[Dataset rows]
——————————

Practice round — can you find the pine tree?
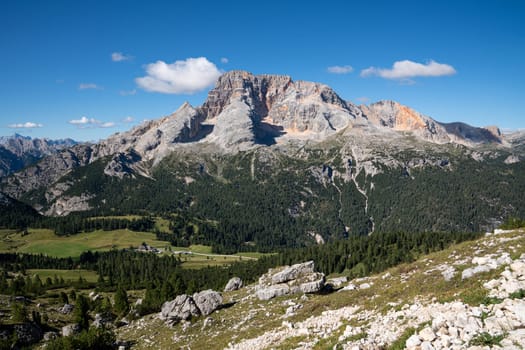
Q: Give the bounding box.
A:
[73,294,89,329]
[113,286,129,316]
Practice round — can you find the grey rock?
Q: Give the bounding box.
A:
[193,289,222,316]
[159,294,200,323]
[272,261,314,284]
[419,327,436,341]
[44,332,59,341]
[62,323,82,337]
[224,277,243,292]
[92,314,112,328]
[405,334,421,348]
[13,322,44,345]
[58,304,75,315]
[299,272,325,293]
[255,283,290,300]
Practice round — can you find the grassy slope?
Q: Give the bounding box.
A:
[0,229,264,270]
[0,229,168,257]
[114,231,525,349]
[27,269,98,282]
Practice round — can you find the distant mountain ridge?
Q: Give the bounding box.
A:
[1,71,525,239]
[0,134,78,177]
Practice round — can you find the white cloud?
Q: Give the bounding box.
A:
[8,122,44,129]
[111,52,133,62]
[327,66,354,74]
[68,116,116,129]
[119,89,137,96]
[135,57,221,94]
[78,83,102,90]
[361,60,456,79]
[356,96,370,104]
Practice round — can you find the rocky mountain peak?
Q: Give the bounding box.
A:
[365,101,429,131]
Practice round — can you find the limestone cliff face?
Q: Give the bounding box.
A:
[0,71,525,214]
[360,101,502,145]
[200,71,361,148]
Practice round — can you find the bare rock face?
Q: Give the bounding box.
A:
[159,294,200,323]
[224,277,243,292]
[255,261,325,300]
[62,323,82,337]
[193,289,222,316]
[272,261,314,284]
[255,283,290,300]
[200,71,361,148]
[361,101,451,143]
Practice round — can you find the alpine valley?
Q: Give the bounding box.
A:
[0,71,525,252]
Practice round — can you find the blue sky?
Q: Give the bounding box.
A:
[0,0,525,140]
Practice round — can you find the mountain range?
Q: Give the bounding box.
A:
[0,134,78,177]
[0,71,525,250]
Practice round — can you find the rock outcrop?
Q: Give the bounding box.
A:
[159,289,222,324]
[224,277,243,292]
[159,294,200,323]
[255,261,325,300]
[193,289,222,316]
[62,323,82,337]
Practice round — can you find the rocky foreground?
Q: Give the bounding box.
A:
[120,231,525,350]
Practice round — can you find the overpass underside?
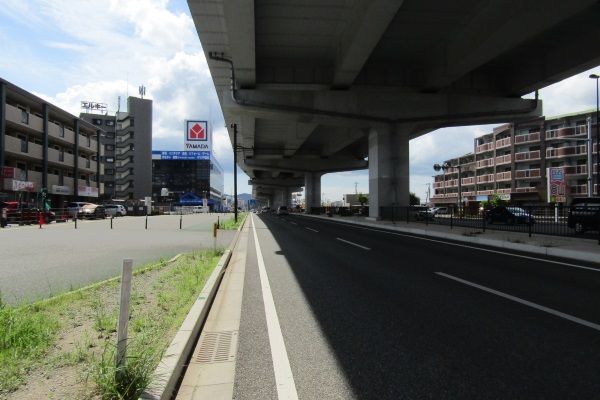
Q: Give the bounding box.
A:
[188,0,600,218]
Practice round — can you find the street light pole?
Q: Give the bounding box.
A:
[590,74,600,196]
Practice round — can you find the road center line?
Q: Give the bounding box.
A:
[336,238,371,250]
[252,214,298,400]
[436,272,600,331]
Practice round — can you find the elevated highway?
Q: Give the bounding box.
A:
[188,0,600,218]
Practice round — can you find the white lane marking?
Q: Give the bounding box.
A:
[336,238,371,250]
[252,214,298,400]
[436,272,600,331]
[324,222,600,272]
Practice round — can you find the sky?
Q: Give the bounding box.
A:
[0,0,600,201]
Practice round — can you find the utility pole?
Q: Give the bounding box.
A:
[231,124,237,224]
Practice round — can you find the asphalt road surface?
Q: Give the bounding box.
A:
[234,214,600,399]
[0,214,235,304]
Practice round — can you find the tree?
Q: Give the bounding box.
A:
[410,192,421,206]
[356,193,369,207]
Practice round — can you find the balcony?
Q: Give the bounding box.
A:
[515,168,541,179]
[546,145,587,158]
[546,125,587,140]
[477,174,494,183]
[565,165,595,175]
[515,132,540,144]
[496,171,512,182]
[569,185,588,196]
[496,154,512,165]
[516,187,538,193]
[475,142,494,154]
[496,137,511,149]
[477,158,494,168]
[515,150,541,162]
[461,176,476,186]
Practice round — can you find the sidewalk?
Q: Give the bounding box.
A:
[142,214,600,400]
[301,214,600,263]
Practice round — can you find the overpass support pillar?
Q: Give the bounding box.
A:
[369,125,410,219]
[304,172,323,214]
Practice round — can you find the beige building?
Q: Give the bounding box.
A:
[0,79,104,208]
[430,110,598,206]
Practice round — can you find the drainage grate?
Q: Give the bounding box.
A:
[193,331,238,364]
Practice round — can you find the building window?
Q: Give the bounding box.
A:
[19,107,29,124]
[17,135,28,153]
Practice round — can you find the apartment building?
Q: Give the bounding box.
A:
[431,110,598,207]
[0,79,104,208]
[80,97,152,201]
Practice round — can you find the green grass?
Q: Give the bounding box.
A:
[0,250,224,400]
[219,212,248,230]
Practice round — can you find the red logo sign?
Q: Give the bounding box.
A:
[188,124,206,140]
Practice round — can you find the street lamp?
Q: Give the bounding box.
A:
[433,162,462,216]
[590,74,600,196]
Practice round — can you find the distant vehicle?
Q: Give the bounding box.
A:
[567,197,600,233]
[104,204,127,217]
[277,206,290,215]
[0,201,56,225]
[77,204,106,219]
[431,207,448,215]
[409,206,435,221]
[485,206,535,225]
[67,201,92,218]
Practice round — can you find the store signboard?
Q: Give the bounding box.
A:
[546,167,567,203]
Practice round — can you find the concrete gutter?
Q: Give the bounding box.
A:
[140,219,246,400]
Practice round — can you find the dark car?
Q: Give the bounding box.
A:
[567,197,600,233]
[0,201,56,225]
[485,206,535,225]
[77,204,106,219]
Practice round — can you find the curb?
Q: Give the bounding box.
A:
[140,219,246,400]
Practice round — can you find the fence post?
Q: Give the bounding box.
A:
[116,258,133,381]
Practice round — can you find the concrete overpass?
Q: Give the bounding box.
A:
[188,0,600,218]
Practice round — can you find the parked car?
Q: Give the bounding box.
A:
[409,206,435,221]
[192,206,210,213]
[277,206,290,215]
[67,201,92,218]
[567,197,600,233]
[77,204,106,219]
[0,201,56,225]
[104,204,127,217]
[485,206,535,225]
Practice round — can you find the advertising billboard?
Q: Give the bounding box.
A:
[184,120,212,151]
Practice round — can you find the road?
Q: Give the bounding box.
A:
[0,214,235,304]
[234,214,600,399]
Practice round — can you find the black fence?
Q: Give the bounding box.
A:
[380,206,600,244]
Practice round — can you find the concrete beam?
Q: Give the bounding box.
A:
[424,0,597,94]
[333,0,404,88]
[223,90,542,129]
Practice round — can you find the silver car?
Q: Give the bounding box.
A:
[104,204,127,218]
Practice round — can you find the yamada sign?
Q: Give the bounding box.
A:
[184,121,212,151]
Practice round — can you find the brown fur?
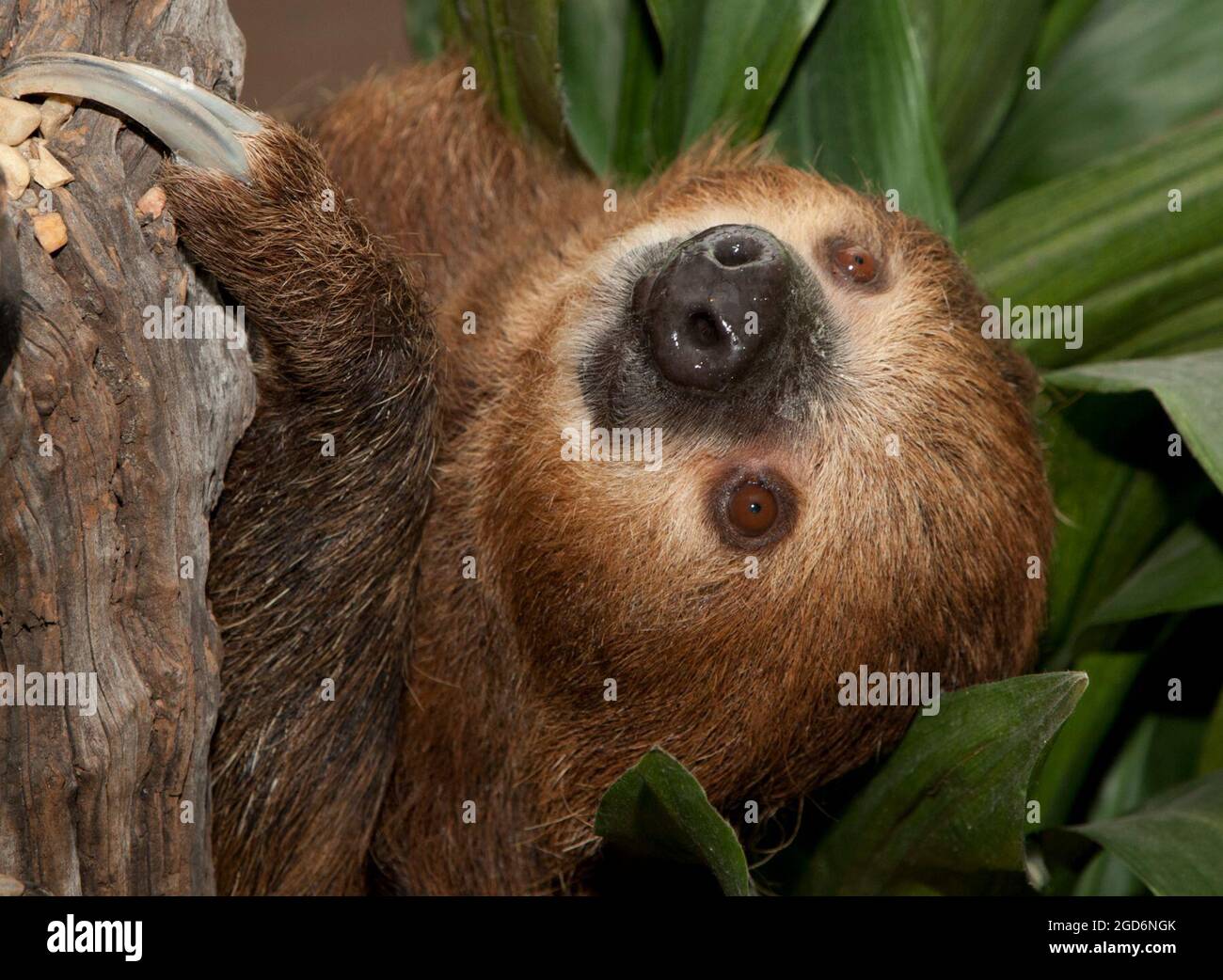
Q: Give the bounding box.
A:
[168,55,1051,893]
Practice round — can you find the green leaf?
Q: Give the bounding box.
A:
[404,0,445,60]
[1071,771,1223,895]
[595,748,751,895]
[963,0,1223,213]
[1198,691,1223,776]
[1042,399,1175,667]
[908,0,1043,188]
[643,0,827,160]
[1044,351,1223,487]
[802,672,1088,894]
[1092,524,1223,624]
[1034,0,1100,65]
[1067,715,1202,895]
[770,0,957,237]
[560,0,659,177]
[449,0,565,146]
[1028,654,1146,830]
[962,116,1223,368]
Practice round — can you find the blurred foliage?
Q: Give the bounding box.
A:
[407,0,1223,894]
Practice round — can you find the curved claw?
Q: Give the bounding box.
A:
[0,53,261,181]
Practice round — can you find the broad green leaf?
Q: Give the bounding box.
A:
[443,0,565,147]
[1032,0,1100,65]
[963,0,1223,213]
[1071,771,1223,895]
[770,0,957,238]
[962,116,1223,368]
[1042,399,1177,669]
[1044,351,1223,487]
[908,0,1043,189]
[1092,524,1223,624]
[1068,715,1202,895]
[643,0,827,160]
[595,748,751,894]
[1028,654,1146,832]
[802,672,1088,894]
[560,0,659,177]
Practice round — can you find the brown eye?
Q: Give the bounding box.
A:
[833,245,876,282]
[728,482,777,538]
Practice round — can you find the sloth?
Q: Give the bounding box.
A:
[4,54,1052,894]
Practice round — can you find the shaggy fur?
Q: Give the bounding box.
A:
[160,55,1052,893]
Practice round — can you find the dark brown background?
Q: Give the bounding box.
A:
[229,0,411,116]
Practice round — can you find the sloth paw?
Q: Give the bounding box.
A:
[0,53,263,182]
[0,54,419,363]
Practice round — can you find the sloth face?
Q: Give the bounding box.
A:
[439,160,1051,826]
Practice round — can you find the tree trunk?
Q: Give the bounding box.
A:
[0,0,254,894]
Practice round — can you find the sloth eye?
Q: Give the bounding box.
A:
[726,482,777,538]
[833,245,877,282]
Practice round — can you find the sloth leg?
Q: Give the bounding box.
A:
[0,54,437,893]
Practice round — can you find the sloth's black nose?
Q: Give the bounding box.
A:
[633,225,792,392]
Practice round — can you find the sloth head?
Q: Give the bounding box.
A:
[410,147,1051,884]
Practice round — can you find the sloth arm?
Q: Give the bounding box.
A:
[0,55,437,893]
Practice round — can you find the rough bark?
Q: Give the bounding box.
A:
[0,0,254,894]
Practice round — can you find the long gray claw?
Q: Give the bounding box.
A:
[0,53,261,181]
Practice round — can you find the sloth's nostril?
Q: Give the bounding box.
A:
[689,310,722,351]
[713,234,765,269]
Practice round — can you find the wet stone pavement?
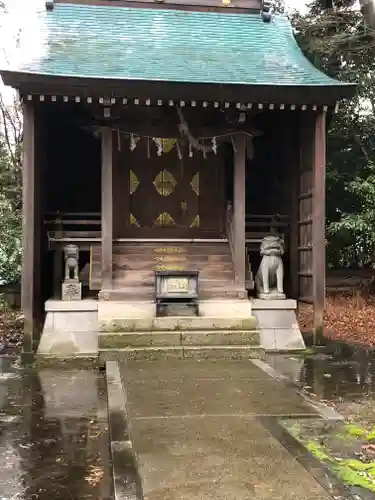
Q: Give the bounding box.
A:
[0,357,113,500]
[0,344,375,500]
[266,343,375,500]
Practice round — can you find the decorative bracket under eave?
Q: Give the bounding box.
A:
[260,0,272,23]
[46,0,55,11]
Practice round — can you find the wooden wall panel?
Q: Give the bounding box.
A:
[298,114,313,303]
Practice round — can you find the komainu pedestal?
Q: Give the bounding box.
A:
[61,245,82,300]
[255,235,285,300]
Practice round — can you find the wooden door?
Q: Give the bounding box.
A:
[126,140,224,238]
[298,119,314,303]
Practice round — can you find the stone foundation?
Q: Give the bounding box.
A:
[37,300,99,359]
[252,299,306,352]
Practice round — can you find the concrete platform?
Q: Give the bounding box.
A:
[110,360,331,500]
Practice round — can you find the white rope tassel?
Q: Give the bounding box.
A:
[130,134,137,152]
[176,141,182,160]
[155,139,163,156]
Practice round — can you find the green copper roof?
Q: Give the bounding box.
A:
[7,3,352,86]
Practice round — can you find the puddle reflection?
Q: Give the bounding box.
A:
[0,361,111,500]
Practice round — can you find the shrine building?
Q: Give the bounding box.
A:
[1,0,355,356]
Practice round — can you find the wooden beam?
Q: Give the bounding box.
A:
[101,127,113,290]
[312,111,326,342]
[21,101,38,353]
[233,134,246,290]
[55,0,262,12]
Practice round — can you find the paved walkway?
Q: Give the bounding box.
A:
[121,360,331,500]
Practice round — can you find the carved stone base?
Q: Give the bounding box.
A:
[61,280,82,300]
[258,291,286,300]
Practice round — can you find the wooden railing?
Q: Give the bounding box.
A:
[44,212,101,242]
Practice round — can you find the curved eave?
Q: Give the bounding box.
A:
[0,70,357,105]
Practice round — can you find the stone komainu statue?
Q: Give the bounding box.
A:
[64,245,79,281]
[255,235,285,299]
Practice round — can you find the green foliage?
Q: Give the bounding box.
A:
[293,0,375,267]
[0,136,21,284]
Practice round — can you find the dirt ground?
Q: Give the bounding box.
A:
[0,306,23,354]
[298,295,375,347]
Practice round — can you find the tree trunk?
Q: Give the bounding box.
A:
[359,0,375,30]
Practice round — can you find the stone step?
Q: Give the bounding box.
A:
[99,345,264,366]
[91,264,234,283]
[99,330,260,349]
[99,316,257,333]
[92,245,230,256]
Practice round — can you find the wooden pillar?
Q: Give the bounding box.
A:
[312,112,326,339]
[21,101,41,353]
[287,115,301,300]
[233,134,246,290]
[101,127,113,290]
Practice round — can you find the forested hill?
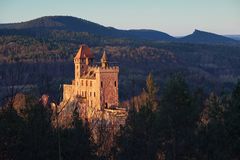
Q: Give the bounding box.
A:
[0,16,239,43]
[0,16,240,100]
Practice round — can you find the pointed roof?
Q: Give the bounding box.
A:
[101,50,107,62]
[74,44,93,59]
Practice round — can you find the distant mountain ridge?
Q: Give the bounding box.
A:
[180,30,236,43]
[0,16,239,43]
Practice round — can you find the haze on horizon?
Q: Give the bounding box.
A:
[0,0,240,36]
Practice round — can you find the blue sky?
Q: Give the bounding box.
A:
[0,0,240,36]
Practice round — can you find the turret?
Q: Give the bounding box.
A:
[74,44,94,79]
[101,50,108,68]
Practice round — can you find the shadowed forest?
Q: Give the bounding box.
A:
[0,74,240,160]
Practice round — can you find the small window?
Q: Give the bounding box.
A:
[105,103,108,108]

——————————

__Aim__
Rewrite the records from the line containing "Practice round — can you find the distant vehicle?" through the line containing "[168,55,1051,893]", with "bounding box" replaced by "enclosing box" and everything else unchanged. Omit the pictures from your answer.

__Result for this task__
Practice round — can you find the distant vehicle?
Q: Give the enclosing box.
A:
[567,197,600,233]
[104,204,127,217]
[277,206,290,215]
[0,201,56,225]
[77,204,106,219]
[431,207,448,215]
[409,206,435,221]
[485,206,535,225]
[67,201,92,218]
Practice round — can you find the store signboard?
Q: Give the enclosing box.
A:
[546,167,567,203]
Practice round — can you find the concrete gutter?
Q: Give the enclosing box.
A:
[140,219,246,400]
Practice round — can you find the dark car?
Q: Give the enclosing box.
A:
[567,197,600,233]
[0,201,56,225]
[485,206,535,225]
[77,204,106,219]
Practice round — can you find the curb?
Q: Give the enclosing box.
A:
[140,219,246,400]
Practice round — can you find the fence post?
Q: Give the enclosing box.
A:
[116,258,133,381]
Practice round — can you find the concrete overpass?
Q: Give the enclosing box.
A:
[188,0,600,218]
Practice round — can you find the parked car?
Q: Give the enclosing box.
A:
[409,206,435,221]
[192,206,210,213]
[277,206,290,215]
[67,201,92,218]
[567,197,600,233]
[77,204,106,219]
[0,201,56,225]
[104,204,127,217]
[485,206,535,225]
Practice round — can you find the advertising billboard?
Q: Give the enclosing box.
A:
[184,120,212,151]
Practice round — can you find the road?
Q: Give the enclosing box.
A:
[0,214,235,304]
[234,214,600,399]
Practice round — can you find the black fence?
Q: Give the enclosing box.
A:
[380,206,600,244]
Practice round — can you find the concrete beam?
Q: Give the enclosing box.
A:
[424,0,597,94]
[333,0,404,88]
[223,90,542,129]
Practice round — can you find the silver car?
Q: Give the enclosing box.
A:
[104,204,127,218]
Practice round — can you find the yamada sign?
Q: Give the enclosing box.
A:
[184,121,212,151]
Practice round — can you find the brown fur?
Q: Give the enclosing box.
A:
[168,55,1051,893]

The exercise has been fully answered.